Problem statement: Quote the data below in full, minus the images.

Dataset records:

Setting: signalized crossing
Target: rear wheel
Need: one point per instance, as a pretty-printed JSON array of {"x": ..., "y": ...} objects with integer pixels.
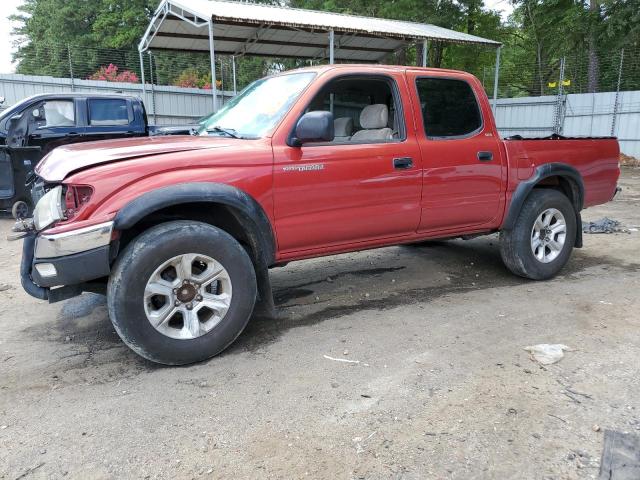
[
  {"x": 542, "y": 239},
  {"x": 181, "y": 292}
]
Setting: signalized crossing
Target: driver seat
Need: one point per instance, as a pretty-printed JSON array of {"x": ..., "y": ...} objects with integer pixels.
[{"x": 374, "y": 120}]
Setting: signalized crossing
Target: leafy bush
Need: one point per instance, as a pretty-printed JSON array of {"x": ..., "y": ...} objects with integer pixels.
[{"x": 110, "y": 74}]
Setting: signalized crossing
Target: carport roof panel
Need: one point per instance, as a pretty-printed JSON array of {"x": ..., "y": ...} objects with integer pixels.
[{"x": 233, "y": 18}]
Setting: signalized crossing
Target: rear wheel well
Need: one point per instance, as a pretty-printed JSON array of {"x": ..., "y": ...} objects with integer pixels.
[
  {"x": 565, "y": 185},
  {"x": 218, "y": 215}
]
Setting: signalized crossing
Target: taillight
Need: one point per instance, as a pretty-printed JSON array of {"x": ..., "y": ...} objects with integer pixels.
[{"x": 75, "y": 197}]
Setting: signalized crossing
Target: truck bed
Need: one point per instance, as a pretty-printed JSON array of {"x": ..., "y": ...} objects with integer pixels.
[{"x": 596, "y": 158}]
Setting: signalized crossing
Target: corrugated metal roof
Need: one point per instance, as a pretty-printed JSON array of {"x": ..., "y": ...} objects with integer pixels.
[{"x": 256, "y": 29}]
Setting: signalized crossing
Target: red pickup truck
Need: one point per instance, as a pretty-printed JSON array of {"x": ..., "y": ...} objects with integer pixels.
[{"x": 181, "y": 231}]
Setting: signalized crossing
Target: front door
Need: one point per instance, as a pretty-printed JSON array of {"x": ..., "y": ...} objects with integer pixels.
[
  {"x": 464, "y": 171},
  {"x": 363, "y": 186}
]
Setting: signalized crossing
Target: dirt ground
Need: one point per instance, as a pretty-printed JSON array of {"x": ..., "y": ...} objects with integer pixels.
[{"x": 437, "y": 384}]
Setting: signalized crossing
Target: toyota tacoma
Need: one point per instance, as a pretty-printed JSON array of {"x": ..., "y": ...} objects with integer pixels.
[{"x": 180, "y": 232}]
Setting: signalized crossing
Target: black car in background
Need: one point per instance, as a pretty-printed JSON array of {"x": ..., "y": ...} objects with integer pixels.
[{"x": 33, "y": 127}]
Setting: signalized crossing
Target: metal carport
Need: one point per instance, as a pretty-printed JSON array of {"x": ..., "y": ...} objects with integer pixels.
[{"x": 237, "y": 29}]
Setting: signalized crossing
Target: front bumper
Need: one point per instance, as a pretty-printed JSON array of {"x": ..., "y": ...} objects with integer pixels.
[{"x": 67, "y": 260}]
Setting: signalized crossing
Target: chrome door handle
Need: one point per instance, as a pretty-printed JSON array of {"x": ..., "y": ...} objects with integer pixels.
[
  {"x": 485, "y": 156},
  {"x": 402, "y": 163}
]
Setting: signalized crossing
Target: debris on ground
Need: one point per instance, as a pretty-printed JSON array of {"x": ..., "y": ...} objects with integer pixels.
[
  {"x": 620, "y": 457},
  {"x": 546, "y": 353},
  {"x": 604, "y": 225},
  {"x": 344, "y": 360}
]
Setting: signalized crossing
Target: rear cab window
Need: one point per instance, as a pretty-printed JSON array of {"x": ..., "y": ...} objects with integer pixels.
[
  {"x": 109, "y": 112},
  {"x": 449, "y": 108},
  {"x": 55, "y": 113}
]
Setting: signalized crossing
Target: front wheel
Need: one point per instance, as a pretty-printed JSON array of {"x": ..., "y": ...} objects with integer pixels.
[
  {"x": 542, "y": 239},
  {"x": 20, "y": 210},
  {"x": 181, "y": 292}
]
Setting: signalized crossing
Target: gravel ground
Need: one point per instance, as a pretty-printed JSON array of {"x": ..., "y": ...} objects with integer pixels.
[{"x": 437, "y": 384}]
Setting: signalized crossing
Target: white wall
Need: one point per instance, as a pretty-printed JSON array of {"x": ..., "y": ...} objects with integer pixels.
[{"x": 586, "y": 114}]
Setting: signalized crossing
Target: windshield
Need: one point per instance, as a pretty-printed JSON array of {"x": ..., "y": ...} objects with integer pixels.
[{"x": 257, "y": 110}]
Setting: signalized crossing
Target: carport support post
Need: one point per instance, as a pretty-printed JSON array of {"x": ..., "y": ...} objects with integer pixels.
[
  {"x": 233, "y": 67},
  {"x": 495, "y": 81},
  {"x": 425, "y": 50},
  {"x": 212, "y": 54},
  {"x": 331, "y": 45},
  {"x": 144, "y": 87}
]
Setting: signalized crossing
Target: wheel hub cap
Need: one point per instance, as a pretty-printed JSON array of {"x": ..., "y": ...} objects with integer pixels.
[
  {"x": 186, "y": 293},
  {"x": 187, "y": 296},
  {"x": 548, "y": 235}
]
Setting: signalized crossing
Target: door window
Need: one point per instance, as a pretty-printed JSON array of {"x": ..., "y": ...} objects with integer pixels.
[
  {"x": 365, "y": 110},
  {"x": 55, "y": 113},
  {"x": 449, "y": 108},
  {"x": 108, "y": 111}
]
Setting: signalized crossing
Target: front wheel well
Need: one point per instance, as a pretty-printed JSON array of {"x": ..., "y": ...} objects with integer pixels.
[{"x": 218, "y": 215}]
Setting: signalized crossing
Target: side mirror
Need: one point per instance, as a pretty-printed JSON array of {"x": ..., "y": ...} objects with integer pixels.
[
  {"x": 16, "y": 131},
  {"x": 314, "y": 127},
  {"x": 13, "y": 122}
]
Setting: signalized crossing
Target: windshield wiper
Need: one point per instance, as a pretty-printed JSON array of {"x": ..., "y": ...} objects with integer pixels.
[{"x": 227, "y": 131}]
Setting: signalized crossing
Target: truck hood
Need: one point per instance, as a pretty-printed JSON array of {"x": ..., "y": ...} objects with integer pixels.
[{"x": 62, "y": 161}]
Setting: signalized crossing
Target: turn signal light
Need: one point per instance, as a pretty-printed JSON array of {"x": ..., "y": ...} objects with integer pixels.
[{"x": 75, "y": 197}]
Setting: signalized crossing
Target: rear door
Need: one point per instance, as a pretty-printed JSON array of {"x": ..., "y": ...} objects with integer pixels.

Finished answer:
Setting: signalized crossing
Target: rear wheel
Need: one point per instance, as a pretty-printed JSON array of {"x": ..., "y": ...} objects with integer pixels.
[
  {"x": 542, "y": 239},
  {"x": 181, "y": 292}
]
Setting: signalized crossing
Target: driver seat
Need: one point per instance, as a pretty-printed JSON array of {"x": ..., "y": ...} objects with integer pixels.
[{"x": 374, "y": 120}]
Setting: signalized crossing
Target: leafy bush
Need: one point per instance, as a pretty-printed JSON array of {"x": ..., "y": ...} objects with integer pixels.
[{"x": 110, "y": 74}]
Setting: signalized crossing
Target: carport roof panel
Need: one point per instance, as a pretty-printed JSON array of {"x": ..., "y": ...} objects with integer pixels.
[{"x": 233, "y": 18}]
Setting: signalized crossing
Target: rear wheel well
Need: one point per instance, as a pretty-printed JSON array of {"x": ..., "y": ...} objects with integer pixels.
[
  {"x": 565, "y": 185},
  {"x": 218, "y": 215}
]
Setting: signalized crossing
Target: taillight
Need: one point per instance, as a pretty-printed JSON array of {"x": ..., "y": ...} objects with integer pixels.
[{"x": 75, "y": 197}]
Setting: signalized crossing
Target: truck bed
Need: one point per instance, as a pretty-printed JSON array of {"x": ..., "y": ...} objects with integer pixels.
[{"x": 596, "y": 158}]
Setting: signalized crossing
Target: corrugated metal roof
Need: one point per instance, as a pretty-printed JSON array of {"x": ..., "y": ...} objects with integer pixels.
[{"x": 256, "y": 29}]
Setting: signalized crossing
Target: red pickup truck
Need: one point per instance, as a pretty-printed JSON array of {"x": ..., "y": ...} objects with integer pixels.
[{"x": 181, "y": 231}]
Setting: signalized crossing
Target: front door
Need: one point per instance, as a pretty-printed JSON array of {"x": ..., "y": ...} objects with integer pixels.
[
  {"x": 464, "y": 171},
  {"x": 363, "y": 186}
]
Setting: signalized crossing
Target: dirt ground
Need: one point per instance, as a pretty-printed JSON array of {"x": ..., "y": ...} objects with integer pixels.
[{"x": 437, "y": 384}]
Setting: signalized crossing
Target: toyota tacoma
Need: one point per instance, as a pretty-printed JSON array of {"x": ..., "y": ...} objects with integer pixels.
[{"x": 180, "y": 232}]
Setting: signalized crossing
Target: black car in background
Need: one point per instance, as a pretty-printed JSON array of {"x": ..., "y": ...} objects with integer pixels.
[{"x": 33, "y": 127}]
Setting: signalized crossing
Target: metal carport
Need: one point per instance, as a pretty-printed JSON array of {"x": ..., "y": ...} objects with integer pixels.
[{"x": 237, "y": 29}]
Setting: signalized crossing
Target: front bumper
Need: one point per instance, as a pretty-printed JSON array of {"x": ..., "y": ...} objects with integer pixels.
[{"x": 67, "y": 260}]
Setting: signalized crossing
Target: chrome door handle
Need: one point per instance, as a pretty-printed JSON array of {"x": ..., "y": ...} objects with integer pixels.
[
  {"x": 485, "y": 156},
  {"x": 402, "y": 163}
]
Setting: signalized crossing
Target: debris on ground
Need: one point per instance, as a pretty-printed JSON array of {"x": ..., "y": ...} objects with integer pixels.
[
  {"x": 620, "y": 457},
  {"x": 546, "y": 353},
  {"x": 604, "y": 225},
  {"x": 344, "y": 360}
]
Setting: signalized crossing
Target: rear cab window
Need: one point per instance, as a pretty-printed JSON array of {"x": ..., "y": ...} objects with integer pixels.
[
  {"x": 109, "y": 112},
  {"x": 449, "y": 108},
  {"x": 55, "y": 113}
]
Setting: signalized crossing
Target: front wheel
Need: one point per instance, as a pretty-printed JSON array of {"x": ..., "y": ...} objects with integer pixels.
[
  {"x": 542, "y": 239},
  {"x": 20, "y": 210},
  {"x": 181, "y": 292}
]
Setting: signalized crossing
Target: gravel ground
Need: one point per instance, as a pretty-printed JSON array of {"x": ..., "y": ...} objects with integer pixels.
[{"x": 437, "y": 384}]
Setting: signalized crossing
Target: white wall
Need: one point per instance, as a pretty-printed JSON array of {"x": ..., "y": ...} objects with integer pixels.
[{"x": 586, "y": 114}]
Setting: signalized crossing
Target: windshield
Need: one point per instance, as a pretty-printed JSON array of {"x": ..., "y": ...} objects with integer pixels.
[{"x": 257, "y": 110}]
Setting: signalized crossing
Target: carport support post
Need: one point per instance, as a pretty-printed JSON array of {"x": ..., "y": ...} objects with integer pixels.
[
  {"x": 233, "y": 67},
  {"x": 495, "y": 81},
  {"x": 425, "y": 50},
  {"x": 212, "y": 54},
  {"x": 331, "y": 45},
  {"x": 144, "y": 87}
]
Setting: signalized crossing
Target: wheel hub cap
Need: one point per instance, as a pretty-printed JSON array of {"x": ..., "y": ...} objects with integer pixels.
[
  {"x": 186, "y": 293},
  {"x": 187, "y": 296},
  {"x": 548, "y": 235}
]
Setting: signalized crossing
Target: door window
Need: one point per instance, as a pretty-printed JSON array of {"x": ..., "y": ...} objects with integer pixels.
[
  {"x": 365, "y": 110},
  {"x": 55, "y": 113},
  {"x": 449, "y": 108},
  {"x": 108, "y": 111}
]
Setting: signalized crossing
Target: front wheel well
Need: one point per instance, as a pretty-printed JSON array of {"x": ..., "y": ...} objects with integer pixels.
[{"x": 218, "y": 215}]
Setting: signalized crossing
Target: side mirror
Need: one point per instance, as a pretty-printed JSON array of {"x": ..., "y": ...} objects with integer pixels.
[
  {"x": 16, "y": 131},
  {"x": 314, "y": 127},
  {"x": 13, "y": 122}
]
Setting: signalized crossing
Target: windshield wiper
Need: one point per instance, as a pretty-printed JSON array of {"x": ..., "y": ...} objects with integer pixels.
[{"x": 227, "y": 131}]
Setting: signalized crossing
Target: truck hood
Need: one point per instance, as a pretty-printed JSON array of {"x": ..., "y": ...} objects with integer pixels.
[{"x": 62, "y": 161}]
Setting: signalized crossing
Target: turn signal light
Need: one point per instance, as a pretty-printed JSON array of {"x": ..., "y": ...} objects with integer pixels.
[{"x": 75, "y": 197}]
Setting: signalized crossing
Target: rear door
Need: one point per instance, as a pretty-printed JSON array of {"x": ..., "y": ...} objects with integer pixels.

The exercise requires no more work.